### Request
Make an exact copy of the records, dropping all pictures.

### Record set
■ ■ ■ ■ ■
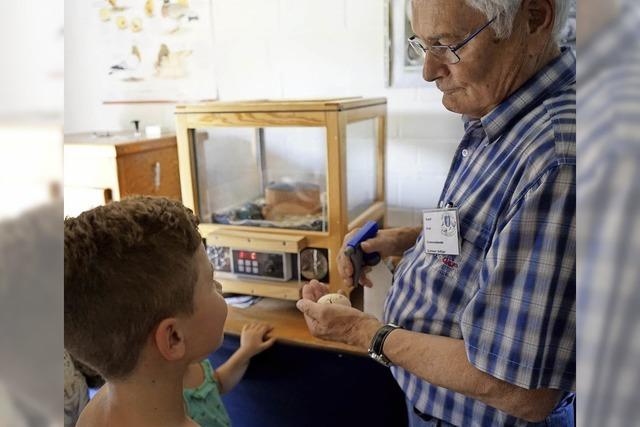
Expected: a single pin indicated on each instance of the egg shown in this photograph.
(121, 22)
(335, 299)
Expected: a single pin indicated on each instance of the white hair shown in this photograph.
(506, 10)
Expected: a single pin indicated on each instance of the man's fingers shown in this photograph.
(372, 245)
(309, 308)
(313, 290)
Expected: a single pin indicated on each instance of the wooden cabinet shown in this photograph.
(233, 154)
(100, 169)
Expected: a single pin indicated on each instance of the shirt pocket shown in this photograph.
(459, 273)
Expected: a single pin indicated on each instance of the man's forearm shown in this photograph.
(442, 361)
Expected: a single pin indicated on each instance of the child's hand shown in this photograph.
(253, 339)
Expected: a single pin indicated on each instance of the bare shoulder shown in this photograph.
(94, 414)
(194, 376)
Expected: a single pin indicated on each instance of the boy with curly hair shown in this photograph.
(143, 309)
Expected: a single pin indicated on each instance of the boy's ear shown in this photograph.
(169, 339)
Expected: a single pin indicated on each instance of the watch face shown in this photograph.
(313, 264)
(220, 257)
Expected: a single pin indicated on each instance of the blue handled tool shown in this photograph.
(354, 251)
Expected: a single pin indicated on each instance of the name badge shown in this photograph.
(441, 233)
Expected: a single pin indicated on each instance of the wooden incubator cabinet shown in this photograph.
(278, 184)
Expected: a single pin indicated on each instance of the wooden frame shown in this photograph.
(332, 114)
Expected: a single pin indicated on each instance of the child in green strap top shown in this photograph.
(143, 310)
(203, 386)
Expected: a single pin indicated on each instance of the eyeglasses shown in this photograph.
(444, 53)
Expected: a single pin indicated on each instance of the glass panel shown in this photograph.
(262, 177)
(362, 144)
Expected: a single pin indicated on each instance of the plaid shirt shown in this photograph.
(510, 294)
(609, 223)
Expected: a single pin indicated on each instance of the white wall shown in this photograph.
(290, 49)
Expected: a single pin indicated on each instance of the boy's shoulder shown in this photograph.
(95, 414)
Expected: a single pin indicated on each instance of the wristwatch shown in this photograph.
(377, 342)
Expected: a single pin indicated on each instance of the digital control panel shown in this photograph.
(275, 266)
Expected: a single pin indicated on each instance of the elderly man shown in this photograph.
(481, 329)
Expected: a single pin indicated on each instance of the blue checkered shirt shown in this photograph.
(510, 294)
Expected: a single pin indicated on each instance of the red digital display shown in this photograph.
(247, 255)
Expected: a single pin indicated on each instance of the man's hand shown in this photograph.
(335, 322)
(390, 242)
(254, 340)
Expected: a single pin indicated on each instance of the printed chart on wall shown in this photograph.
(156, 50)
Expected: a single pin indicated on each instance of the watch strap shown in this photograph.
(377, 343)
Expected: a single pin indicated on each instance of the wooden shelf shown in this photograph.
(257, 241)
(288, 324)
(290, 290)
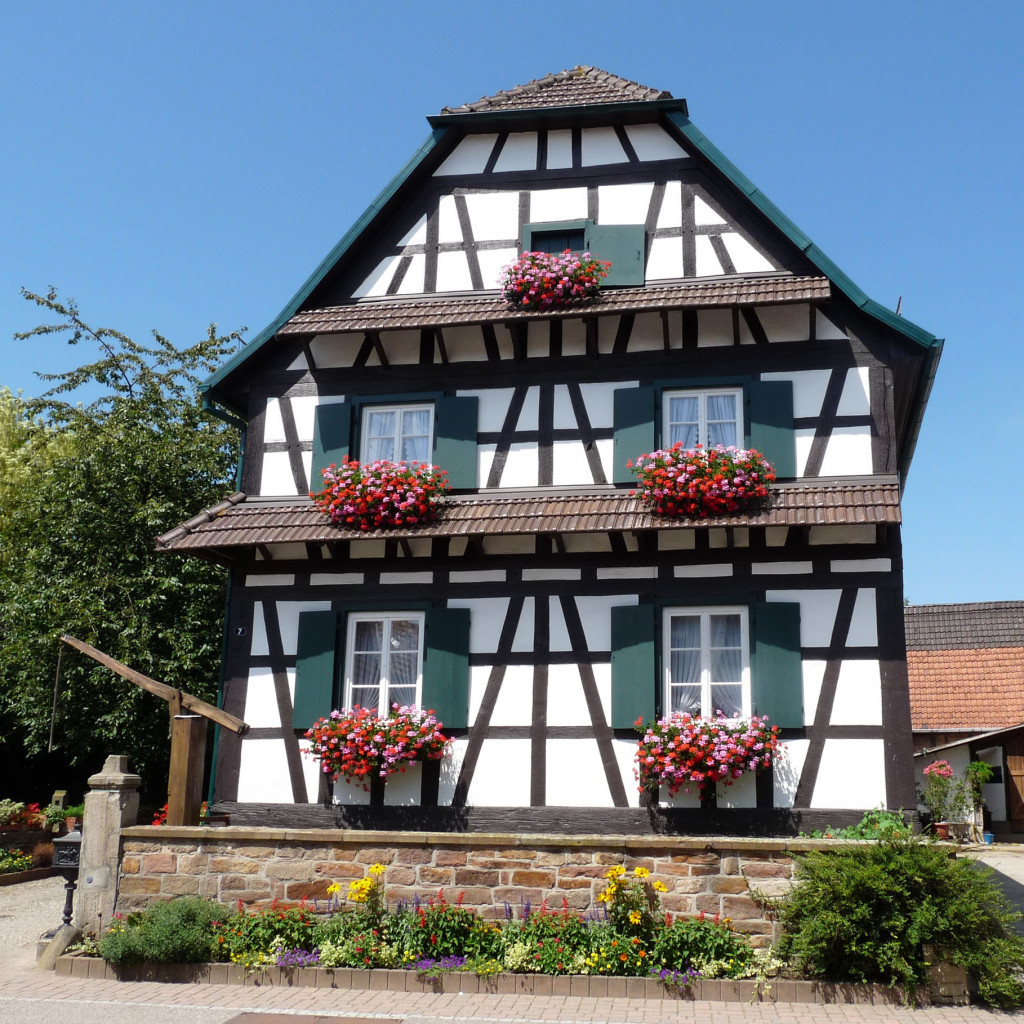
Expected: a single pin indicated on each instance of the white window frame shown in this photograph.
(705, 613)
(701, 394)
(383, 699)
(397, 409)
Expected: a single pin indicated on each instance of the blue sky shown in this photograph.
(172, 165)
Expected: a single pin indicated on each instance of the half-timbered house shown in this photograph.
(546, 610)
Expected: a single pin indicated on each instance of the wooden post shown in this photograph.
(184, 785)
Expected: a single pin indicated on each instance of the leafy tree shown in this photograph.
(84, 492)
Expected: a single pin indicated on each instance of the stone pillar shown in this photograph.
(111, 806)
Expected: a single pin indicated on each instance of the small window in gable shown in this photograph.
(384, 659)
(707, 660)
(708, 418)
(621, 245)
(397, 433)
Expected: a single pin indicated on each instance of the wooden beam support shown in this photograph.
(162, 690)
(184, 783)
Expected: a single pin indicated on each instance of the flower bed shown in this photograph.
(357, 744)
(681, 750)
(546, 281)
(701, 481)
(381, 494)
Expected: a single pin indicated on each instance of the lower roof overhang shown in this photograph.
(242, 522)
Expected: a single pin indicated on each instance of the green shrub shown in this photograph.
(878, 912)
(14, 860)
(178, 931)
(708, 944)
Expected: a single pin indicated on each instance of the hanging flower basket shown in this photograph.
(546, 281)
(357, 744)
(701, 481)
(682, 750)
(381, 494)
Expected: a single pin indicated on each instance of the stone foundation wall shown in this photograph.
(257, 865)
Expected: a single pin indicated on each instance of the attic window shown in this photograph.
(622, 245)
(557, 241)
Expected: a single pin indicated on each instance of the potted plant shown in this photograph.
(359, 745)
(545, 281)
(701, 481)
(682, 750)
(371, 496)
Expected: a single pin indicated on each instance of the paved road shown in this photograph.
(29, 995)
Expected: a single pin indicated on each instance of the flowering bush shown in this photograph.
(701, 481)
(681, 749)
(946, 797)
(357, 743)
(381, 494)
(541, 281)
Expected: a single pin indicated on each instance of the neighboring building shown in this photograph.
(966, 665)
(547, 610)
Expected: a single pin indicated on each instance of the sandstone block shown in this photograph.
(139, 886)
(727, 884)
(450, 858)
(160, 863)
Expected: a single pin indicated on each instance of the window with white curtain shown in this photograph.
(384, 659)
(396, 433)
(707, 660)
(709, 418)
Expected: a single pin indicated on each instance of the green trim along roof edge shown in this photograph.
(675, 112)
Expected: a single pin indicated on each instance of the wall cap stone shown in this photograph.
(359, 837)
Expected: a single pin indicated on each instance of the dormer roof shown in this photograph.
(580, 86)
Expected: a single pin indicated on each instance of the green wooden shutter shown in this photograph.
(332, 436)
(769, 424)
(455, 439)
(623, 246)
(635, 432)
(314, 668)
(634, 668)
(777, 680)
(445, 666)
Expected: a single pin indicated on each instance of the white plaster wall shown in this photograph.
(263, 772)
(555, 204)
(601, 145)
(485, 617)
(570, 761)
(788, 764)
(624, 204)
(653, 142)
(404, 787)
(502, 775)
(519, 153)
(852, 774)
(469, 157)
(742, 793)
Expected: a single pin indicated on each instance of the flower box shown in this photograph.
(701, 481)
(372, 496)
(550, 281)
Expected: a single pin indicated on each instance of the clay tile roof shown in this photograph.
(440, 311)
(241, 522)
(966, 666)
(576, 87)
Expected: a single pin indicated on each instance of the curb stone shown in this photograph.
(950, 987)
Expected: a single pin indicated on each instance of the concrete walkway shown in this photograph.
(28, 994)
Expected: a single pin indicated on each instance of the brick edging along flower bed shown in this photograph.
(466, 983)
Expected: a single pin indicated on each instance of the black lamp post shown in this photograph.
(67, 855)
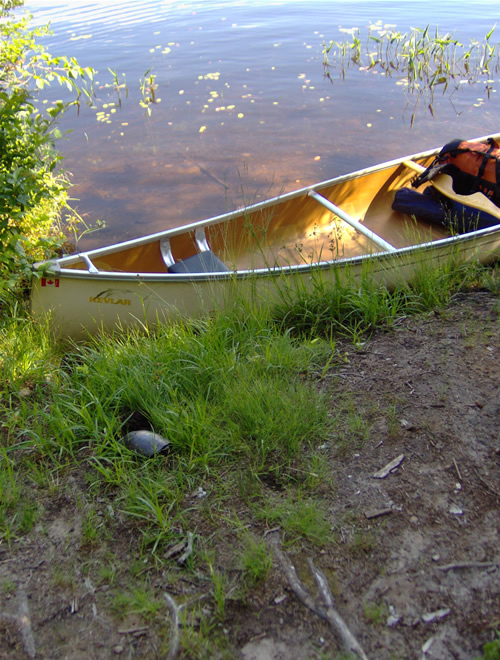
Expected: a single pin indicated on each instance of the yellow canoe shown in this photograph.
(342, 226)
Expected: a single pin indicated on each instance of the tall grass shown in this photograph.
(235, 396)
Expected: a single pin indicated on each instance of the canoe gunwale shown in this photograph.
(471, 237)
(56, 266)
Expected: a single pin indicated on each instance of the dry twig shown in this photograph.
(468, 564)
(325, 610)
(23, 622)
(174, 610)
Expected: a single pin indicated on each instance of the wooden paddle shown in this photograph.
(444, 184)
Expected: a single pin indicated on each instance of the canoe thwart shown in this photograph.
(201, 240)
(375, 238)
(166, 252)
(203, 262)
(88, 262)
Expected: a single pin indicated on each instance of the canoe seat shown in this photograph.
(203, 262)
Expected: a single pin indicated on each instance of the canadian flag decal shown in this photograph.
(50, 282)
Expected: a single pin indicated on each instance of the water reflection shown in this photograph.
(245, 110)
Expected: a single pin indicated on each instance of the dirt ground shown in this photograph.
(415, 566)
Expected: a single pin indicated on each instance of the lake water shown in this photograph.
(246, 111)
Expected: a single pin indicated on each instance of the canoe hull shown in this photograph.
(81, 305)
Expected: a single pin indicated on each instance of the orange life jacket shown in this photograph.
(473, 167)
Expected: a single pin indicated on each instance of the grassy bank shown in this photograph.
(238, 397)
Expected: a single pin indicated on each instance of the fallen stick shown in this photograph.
■ ■ ■ ■ ■
### Reply to the task
Expected: a single pin indicated on each instance of the egg shown in this photograph.
(121, 22)
(335, 299)
Expected: a single pin indicated on each instance of the white hair shown in this photograph.
(506, 10)
Expected: a single pin indicated on each instance of the man's fingers shown in this photograph.
(372, 245)
(309, 308)
(313, 290)
Expected: a single pin indicated on each instance of the wooden cabinet shown in this photograph.
(233, 154)
(100, 169)
Expected: a single pin indicated on each instance of the shirt pocket shown in this photograph.
(459, 273)
Expected: a single pin indicated on each instance of the man's forearm shown in this photograph.
(442, 361)
Expected: a single pin indicated on each instance of the child's hand shown in this photograph.
(253, 339)
Expected: a single pin indicated on each instance of the bare shoulder shown in this photograph.
(94, 414)
(194, 376)
Expected: a single pin indicated on each instance of the boy with curly hair shown in this photograph.
(143, 309)
Expected: a single pin indicated on each instance of the boy's ear shown in this photograph.
(169, 339)
Expected: a single pin indicated on each instance of the watch face shown in this photograph.
(313, 264)
(220, 257)
Expected: a single pin indicated on each instance of the blue handled tool shown in this photograph.
(354, 251)
Expected: a single pin indicated on each instance of the name badge shown in this photograph.
(441, 233)
Expected: a single pin indicated on each instance of the wooden incubator cabinet shown in this photograph.
(278, 184)
Expected: a single pin indicated on each instance of the wooden frame shown in this photograph.
(332, 114)
Expected: a single pin indicated on each instance of the child in green strap top shown in this photograph.
(143, 310)
(203, 386)
Expected: a single pin indicated on each instance of the eyeglasses shown in this photograph.
(444, 53)
Expected: a single pin indicated on each instance of the glass panel shown in this photograph.
(262, 177)
(362, 144)
Expected: a single pin indicated on each instance of the plaid shirt shown in this photograph.
(510, 294)
(609, 223)
Expected: a single pin indicated on each instance of the white wall shown in this photograph.
(290, 49)
Expected: a single pin indicated on each instance of the boy's shoulder shown in this photograph.
(95, 414)
Expected: a single pin indicated on each instance of the wristwatch shown in this photograph.
(377, 342)
Expected: a single pin indicated on each instance of the digital control panel shown in this photograph.
(275, 266)
Expected: a single pin indicated on each instance of the elderly man shown in this photograph.
(481, 329)
Expected: a single pin indicated on each instance of the blue checkered shirt shown in this photograph.
(510, 294)
Expected: a single pin indicated on each instance of the red digital display shown in this photograph.
(247, 255)
Expected: a single pin indicated on each instance of the man's hand shown in this photograph.
(335, 322)
(390, 242)
(254, 340)
Expected: a single pin indicated on each instance of the printed chart on wall shown in this photograph.
(156, 50)
Expected: a single pin indicated on each instance of the watch strap shown in this photograph.
(377, 343)
Expected: a single pin indicated on each instance of the wooden shelf shown in this photograph.
(257, 241)
(288, 324)
(290, 290)
Expected: a single pin indicated on each instance of the white window frame shown in this photograph.
(705, 613)
(701, 394)
(383, 699)
(397, 409)
Expected: a single pin indicated on each instance of the blue sky shown in this photograph.
(172, 165)
Expected: a single pin indicated on each instance of the half-timbered house shown in this photograph.
(546, 610)
Expected: a single pin indicated on each instance of the wooden post shown in this photograph.
(184, 785)
Expected: a single pin indicated on each instance of the leafy tree shown in this photograph.
(84, 492)
Expected: a single pin indicated on each instance of the stone pillar shown in this photograph.
(111, 806)
Expected: a single pin indicated on each instance of the small window in gable shown in this photograph.
(384, 659)
(707, 660)
(708, 418)
(621, 245)
(397, 433)
Expected: a single pin indicated on each instance of the wooden beam support shown in this photograph.
(162, 690)
(184, 783)
Expected: a single pin indicated on each instance of the flower bed shown in this photograph.
(357, 744)
(681, 750)
(546, 281)
(701, 481)
(381, 494)
Expected: a single pin indicated on each instance of the lower roof overhang shown in this photograph.
(242, 522)
Expected: a single pin indicated on each instance of the green shrub shown in this photograph.
(878, 912)
(14, 860)
(178, 931)
(708, 944)
Expected: a single pin indicated on each instance of the hanging flower basket shown in this photograph.
(546, 281)
(357, 744)
(701, 481)
(682, 750)
(381, 494)
Expected: a single pin indicated on each instance of the stone foundation wall shown in this photograph.
(257, 865)
Expected: a single pin indicated on each instance of the attic window shown in this photograph.
(622, 245)
(557, 241)
Expected: a single pin indicated on each instance of the potted plant shown in this photograph.
(359, 745)
(545, 281)
(701, 481)
(682, 750)
(371, 496)
Expected: a single pin indicated on each instance of the paved road shown in this photograph.
(29, 995)
Expected: a single pin indicated on each instance of the flowering bush shown in this photograph.
(701, 481)
(681, 749)
(946, 797)
(357, 743)
(381, 494)
(541, 281)
Expected: a single pin indicated on each instance of the neighboring building shown in this photograph.
(966, 665)
(547, 610)
Expected: a single pin indicated on each instance of the sandstone block shown in this photograph.
(139, 886)
(727, 884)
(450, 858)
(160, 863)
Expected: a single pin indicated on each instance of the window with white curtain shown in this photograph.
(384, 659)
(396, 433)
(707, 660)
(709, 418)
Expected: a single pin indicated on each instance of the green trim along roof edge shown in this photograph.
(675, 112)
Expected: a single pin indicated on each instance of the wall cap stone shown in this photograph.
(359, 837)
Expected: a single pin indicated on each instance of the dormer roof shown in this photograph.
(580, 86)
Expected: a single pin indicated on each instance of the green wooden shutter shown in this photograph.
(332, 436)
(769, 424)
(455, 439)
(623, 246)
(635, 432)
(314, 668)
(634, 668)
(777, 680)
(445, 666)
Expected: a single pin indicated on each instance of the white plaster wall shown in this photograph.
(263, 772)
(555, 204)
(601, 145)
(485, 617)
(570, 761)
(788, 764)
(624, 204)
(653, 142)
(404, 787)
(502, 775)
(519, 153)
(852, 774)
(469, 157)
(742, 793)
Expected: a single pin indicated on each instance of the flower box shown in this photograph.
(701, 481)
(372, 496)
(550, 281)
Expected: a single pin indicated on each instance of the clay tile roof shown in this photograph.
(440, 311)
(241, 522)
(966, 666)
(576, 87)
Expected: a single pin indicated on each instance of the curb stone shown in this photograph.
(950, 987)
Expected: a single pin indicated on each instance of the concrete walkway shown in this photograph.
(28, 994)
Expected: a single pin indicated on each instance of the brick edging along flower bed shown in this photograph.
(466, 983)
Expected: a single pin indicated on each instance of the black lamp post shown in this photograph.
(67, 855)
Expected: a single pin indicated on each instance of the yellow canoe shown in this photograph.
(342, 226)
Expected: a single pin indicated on each instance of the tall grass shown in this photograph.
(235, 396)
Expected: a single pin indicated on each instance of the canoe gunwale shown in this photograph.
(471, 237)
(56, 266)
Expected: a single pin indicated on each instance of the dry twig shown in this photograph.
(468, 564)
(325, 610)
(23, 622)
(174, 610)
Expected: a single pin indicated on each instance of the wooden paddle shown in this photograph.
(444, 184)
Expected: a single pin indicated on each instance of the canoe thwart shown in this photograph.
(201, 240)
(375, 238)
(166, 252)
(203, 262)
(88, 262)
Expected: a single pin indicated on each instance of the canoe seat shown in this photograph.
(203, 262)
Expected: a single pin indicated on each instance of the canadian flag decal shown in this photograph.
(50, 282)
Expected: a single pin indicated on each instance of the water reflection shown in this photograph.
(245, 110)
Expected: a single pin indicated on each instance of the dirt ground shown in this photograph.
(415, 566)
Expected: a single pin indicated on each instance of the lake water shown in this photograph.
(246, 111)
Expected: a single pin indicated on each instance of the canoe hull shown in this photograph.
(81, 305)
Expected: a single pin indicated on each instance of the orange life jacket shown in this photograph.
(473, 167)
Expected: a single pin indicated on each instance of the grassy bank shown in this photograph.
(238, 397)
Expected: a single pin indicated on each instance of the fallen stick shown in this photograph.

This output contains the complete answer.